- Opening Delimiter -

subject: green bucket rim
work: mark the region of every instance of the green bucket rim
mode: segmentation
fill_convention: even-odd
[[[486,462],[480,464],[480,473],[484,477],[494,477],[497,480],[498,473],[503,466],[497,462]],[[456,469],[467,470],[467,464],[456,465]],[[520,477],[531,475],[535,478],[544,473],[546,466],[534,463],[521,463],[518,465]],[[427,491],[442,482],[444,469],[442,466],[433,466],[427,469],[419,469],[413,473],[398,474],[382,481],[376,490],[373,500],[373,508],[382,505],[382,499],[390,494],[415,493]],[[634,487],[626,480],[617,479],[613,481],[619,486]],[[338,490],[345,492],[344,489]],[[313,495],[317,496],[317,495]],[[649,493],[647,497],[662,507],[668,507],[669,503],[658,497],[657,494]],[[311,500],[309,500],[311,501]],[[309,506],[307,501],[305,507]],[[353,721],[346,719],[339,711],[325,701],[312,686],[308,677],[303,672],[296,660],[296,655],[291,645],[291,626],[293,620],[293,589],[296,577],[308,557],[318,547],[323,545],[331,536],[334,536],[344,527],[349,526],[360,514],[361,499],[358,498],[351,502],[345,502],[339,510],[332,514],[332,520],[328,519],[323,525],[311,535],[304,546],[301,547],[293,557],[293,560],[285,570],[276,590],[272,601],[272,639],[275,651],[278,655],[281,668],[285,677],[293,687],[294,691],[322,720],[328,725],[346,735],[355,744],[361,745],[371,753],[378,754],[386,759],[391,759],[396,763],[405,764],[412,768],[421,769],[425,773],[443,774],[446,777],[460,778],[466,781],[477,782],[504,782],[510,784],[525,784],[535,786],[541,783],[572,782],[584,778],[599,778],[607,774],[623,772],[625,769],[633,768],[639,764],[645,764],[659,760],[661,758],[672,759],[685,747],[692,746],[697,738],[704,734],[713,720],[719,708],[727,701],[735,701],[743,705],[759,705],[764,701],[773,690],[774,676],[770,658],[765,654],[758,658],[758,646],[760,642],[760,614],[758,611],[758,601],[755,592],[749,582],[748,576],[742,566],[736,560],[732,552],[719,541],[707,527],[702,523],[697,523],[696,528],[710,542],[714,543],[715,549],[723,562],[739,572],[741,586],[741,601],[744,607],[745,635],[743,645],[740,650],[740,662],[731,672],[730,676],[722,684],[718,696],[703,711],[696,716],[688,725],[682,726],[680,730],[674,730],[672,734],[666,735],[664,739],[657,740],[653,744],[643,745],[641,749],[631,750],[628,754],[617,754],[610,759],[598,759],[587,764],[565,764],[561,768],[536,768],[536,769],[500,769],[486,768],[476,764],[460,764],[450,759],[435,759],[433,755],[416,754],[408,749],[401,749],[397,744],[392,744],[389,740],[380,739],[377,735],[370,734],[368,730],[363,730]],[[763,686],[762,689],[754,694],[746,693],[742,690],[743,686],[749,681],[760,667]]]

- Closing Delimiter -

▶ **Assigned task**
When the word "green" appears in a line of the listing, pull that line out.

▶ **Answer**
subject: green bucket rim
work: mark the region of every instance of the green bucket rim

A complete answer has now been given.